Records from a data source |
==============================

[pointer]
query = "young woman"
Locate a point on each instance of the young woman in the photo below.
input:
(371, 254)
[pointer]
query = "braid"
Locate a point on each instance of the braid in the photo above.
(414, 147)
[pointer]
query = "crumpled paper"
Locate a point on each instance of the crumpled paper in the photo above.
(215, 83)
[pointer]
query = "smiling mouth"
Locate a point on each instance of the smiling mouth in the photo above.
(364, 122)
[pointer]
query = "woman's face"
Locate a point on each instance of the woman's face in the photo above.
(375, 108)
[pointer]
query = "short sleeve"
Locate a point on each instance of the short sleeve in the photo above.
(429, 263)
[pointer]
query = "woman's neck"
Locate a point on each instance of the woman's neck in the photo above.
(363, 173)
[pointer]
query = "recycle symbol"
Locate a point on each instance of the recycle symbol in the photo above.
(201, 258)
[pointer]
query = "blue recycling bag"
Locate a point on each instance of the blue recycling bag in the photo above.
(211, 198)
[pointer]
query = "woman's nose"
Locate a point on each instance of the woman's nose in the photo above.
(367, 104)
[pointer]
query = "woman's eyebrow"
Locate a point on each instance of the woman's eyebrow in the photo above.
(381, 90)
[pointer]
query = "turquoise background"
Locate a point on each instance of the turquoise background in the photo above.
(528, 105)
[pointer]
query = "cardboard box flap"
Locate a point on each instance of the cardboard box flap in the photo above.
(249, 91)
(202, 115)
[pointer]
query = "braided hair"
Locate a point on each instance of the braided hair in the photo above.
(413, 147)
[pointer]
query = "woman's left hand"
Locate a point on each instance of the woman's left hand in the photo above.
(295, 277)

==============================

ACTIVITY | Every entry above should be written out again, precisely.

WRITTEN REPLY |
[pointer]
query = "young woman"
Locate a point on each instance of the young woman in the photo below.
input:
(371, 254)
[pointer]
query = "braid"
Locate a point on each instance of the braid in the photo above.
(414, 147)
[pointer]
query = "crumpled paper"
Locate a point on each instance of the crumpled paper in the photo above.
(215, 83)
[pointer]
query = "smiling mouth"
Locate a point on each instance of the smiling mouth in the photo above.
(364, 122)
[pointer]
query = "woman's face"
Locate a point on each instance of the woman's face in the photo above.
(375, 108)
[pointer]
query = "short sleeve"
Locate a point on each instance of the short sleeve in the photo above.
(429, 263)
[pointer]
query = "woman's neck"
Locate a point on each instance of the woman's neck in the photo above.
(363, 173)
[pointer]
query = "recycle symbol"
Locate a point on each instance of the recycle symbol in the photo above.
(201, 258)
[pointer]
query = "blue recycling bag"
Locate a point on each instance of the blue recycling bag in the photo above.
(211, 198)
[pointer]
query = "woman's nose"
Locate a point on each instance of the woman's nose in the photo above.
(367, 104)
[pointer]
query = "woman's eyebrow"
Locate a point on each instance of the woman's eyebrow in the photo above.
(381, 90)
[pointer]
query = "turquoise background"
Locate a point on each instance of the turquoise background in the photo above.
(528, 105)
[pointer]
query = "cardboard box flap"
Locate a point on each instance of the cardboard box flap in the photo above.
(249, 91)
(202, 115)
[pointer]
query = "braided hair"
Locate a point on each instance of the braided hair in the photo above.
(413, 147)
[pointer]
query = "woman's left hand"
Locate a point on each instance of the woman's left hand in the photo above.
(295, 277)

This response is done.